Exercise:
Whenever a line in the data contains "water", show that line.

Provided records:
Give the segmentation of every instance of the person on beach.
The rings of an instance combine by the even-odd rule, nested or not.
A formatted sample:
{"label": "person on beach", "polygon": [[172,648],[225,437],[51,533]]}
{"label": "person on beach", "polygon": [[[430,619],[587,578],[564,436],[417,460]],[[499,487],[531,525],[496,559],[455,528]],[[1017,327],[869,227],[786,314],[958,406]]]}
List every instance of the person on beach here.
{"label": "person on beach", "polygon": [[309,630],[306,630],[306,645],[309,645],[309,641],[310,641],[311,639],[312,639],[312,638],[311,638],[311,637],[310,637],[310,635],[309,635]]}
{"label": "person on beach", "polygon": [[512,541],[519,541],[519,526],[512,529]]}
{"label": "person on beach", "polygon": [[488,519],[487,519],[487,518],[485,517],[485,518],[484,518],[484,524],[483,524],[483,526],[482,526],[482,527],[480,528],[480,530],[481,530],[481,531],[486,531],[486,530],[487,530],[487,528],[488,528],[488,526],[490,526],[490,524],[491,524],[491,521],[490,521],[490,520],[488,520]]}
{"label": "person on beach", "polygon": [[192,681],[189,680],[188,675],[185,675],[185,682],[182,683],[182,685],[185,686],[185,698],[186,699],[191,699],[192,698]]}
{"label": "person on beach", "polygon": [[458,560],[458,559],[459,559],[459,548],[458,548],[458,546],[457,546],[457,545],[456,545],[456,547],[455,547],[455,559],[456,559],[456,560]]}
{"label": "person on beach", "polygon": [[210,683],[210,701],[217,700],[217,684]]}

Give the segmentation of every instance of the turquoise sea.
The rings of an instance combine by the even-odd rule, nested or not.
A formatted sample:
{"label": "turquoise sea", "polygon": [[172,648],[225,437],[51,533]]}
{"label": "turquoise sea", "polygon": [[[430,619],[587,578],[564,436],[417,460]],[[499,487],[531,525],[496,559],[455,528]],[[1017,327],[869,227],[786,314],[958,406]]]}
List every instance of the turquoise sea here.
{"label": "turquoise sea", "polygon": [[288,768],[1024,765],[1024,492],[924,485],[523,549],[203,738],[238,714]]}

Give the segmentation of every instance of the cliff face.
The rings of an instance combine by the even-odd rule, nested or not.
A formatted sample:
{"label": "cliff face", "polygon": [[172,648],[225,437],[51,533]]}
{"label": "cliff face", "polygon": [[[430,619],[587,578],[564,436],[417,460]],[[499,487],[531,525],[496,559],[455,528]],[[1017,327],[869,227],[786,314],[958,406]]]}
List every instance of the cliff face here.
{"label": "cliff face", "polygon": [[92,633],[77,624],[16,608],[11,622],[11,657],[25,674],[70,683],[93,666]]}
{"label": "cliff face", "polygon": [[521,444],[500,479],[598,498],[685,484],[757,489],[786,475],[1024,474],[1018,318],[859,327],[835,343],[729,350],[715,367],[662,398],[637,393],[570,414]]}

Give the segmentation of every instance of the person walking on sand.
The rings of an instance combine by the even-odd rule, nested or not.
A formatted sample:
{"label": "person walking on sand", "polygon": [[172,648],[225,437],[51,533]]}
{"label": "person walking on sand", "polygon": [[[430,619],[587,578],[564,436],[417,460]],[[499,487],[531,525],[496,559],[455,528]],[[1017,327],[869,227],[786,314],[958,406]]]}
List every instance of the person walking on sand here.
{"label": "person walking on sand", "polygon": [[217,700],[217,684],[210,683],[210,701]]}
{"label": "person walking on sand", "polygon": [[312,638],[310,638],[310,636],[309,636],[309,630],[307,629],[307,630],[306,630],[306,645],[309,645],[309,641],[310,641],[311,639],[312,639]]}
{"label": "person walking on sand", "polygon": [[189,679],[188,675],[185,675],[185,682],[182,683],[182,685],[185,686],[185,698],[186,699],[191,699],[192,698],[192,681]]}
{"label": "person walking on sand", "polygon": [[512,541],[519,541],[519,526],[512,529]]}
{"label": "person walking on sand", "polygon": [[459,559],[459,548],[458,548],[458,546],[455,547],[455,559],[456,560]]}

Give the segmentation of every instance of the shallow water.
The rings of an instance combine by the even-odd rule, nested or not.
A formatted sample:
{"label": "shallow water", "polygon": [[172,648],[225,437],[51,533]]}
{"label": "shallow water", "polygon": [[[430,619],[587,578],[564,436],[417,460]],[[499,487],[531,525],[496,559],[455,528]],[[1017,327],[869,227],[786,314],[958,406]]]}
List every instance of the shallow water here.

...

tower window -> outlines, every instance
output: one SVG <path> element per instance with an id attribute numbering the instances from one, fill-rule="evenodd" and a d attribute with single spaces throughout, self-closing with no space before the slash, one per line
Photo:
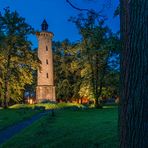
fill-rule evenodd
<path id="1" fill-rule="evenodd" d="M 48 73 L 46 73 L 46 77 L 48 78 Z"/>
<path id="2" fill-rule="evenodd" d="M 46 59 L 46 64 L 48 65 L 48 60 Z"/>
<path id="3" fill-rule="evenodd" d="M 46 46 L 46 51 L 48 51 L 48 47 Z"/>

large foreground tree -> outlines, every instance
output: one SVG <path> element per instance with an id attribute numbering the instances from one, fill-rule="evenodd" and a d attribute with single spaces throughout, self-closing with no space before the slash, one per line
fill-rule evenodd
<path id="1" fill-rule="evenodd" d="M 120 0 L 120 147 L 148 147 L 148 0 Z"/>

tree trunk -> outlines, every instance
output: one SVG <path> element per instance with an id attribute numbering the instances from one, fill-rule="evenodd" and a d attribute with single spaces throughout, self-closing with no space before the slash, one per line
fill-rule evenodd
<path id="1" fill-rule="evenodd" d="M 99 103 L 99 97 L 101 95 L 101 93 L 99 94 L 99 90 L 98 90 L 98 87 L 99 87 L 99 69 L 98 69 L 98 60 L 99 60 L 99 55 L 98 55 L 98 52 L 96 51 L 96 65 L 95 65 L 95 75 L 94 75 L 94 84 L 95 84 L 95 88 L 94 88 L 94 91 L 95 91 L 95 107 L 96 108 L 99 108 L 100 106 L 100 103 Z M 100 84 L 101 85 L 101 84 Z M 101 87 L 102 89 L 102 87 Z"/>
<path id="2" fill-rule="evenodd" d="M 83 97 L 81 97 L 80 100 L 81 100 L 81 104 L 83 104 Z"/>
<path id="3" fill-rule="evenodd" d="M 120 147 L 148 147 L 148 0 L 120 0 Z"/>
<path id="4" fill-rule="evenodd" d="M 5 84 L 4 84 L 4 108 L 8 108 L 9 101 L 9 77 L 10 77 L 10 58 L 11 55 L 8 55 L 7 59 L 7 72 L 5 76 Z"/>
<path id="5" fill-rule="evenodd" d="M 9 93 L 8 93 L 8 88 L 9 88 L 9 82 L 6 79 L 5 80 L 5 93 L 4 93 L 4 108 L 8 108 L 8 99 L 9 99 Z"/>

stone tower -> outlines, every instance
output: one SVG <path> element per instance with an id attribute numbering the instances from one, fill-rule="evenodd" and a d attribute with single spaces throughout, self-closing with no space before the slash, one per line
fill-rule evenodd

Exercise output:
Give the segmentation of every instance of the shallow water.
{"label": "shallow water", "polygon": [[172,648],[225,437],[51,533]]}
{"label": "shallow water", "polygon": [[[430,619],[587,578],[564,436],[417,460]],[[499,487],[531,525],[496,559],[455,528]],[[1017,327],[869,227],[786,314],[958,406]]]}
List every instance of the shallow water here.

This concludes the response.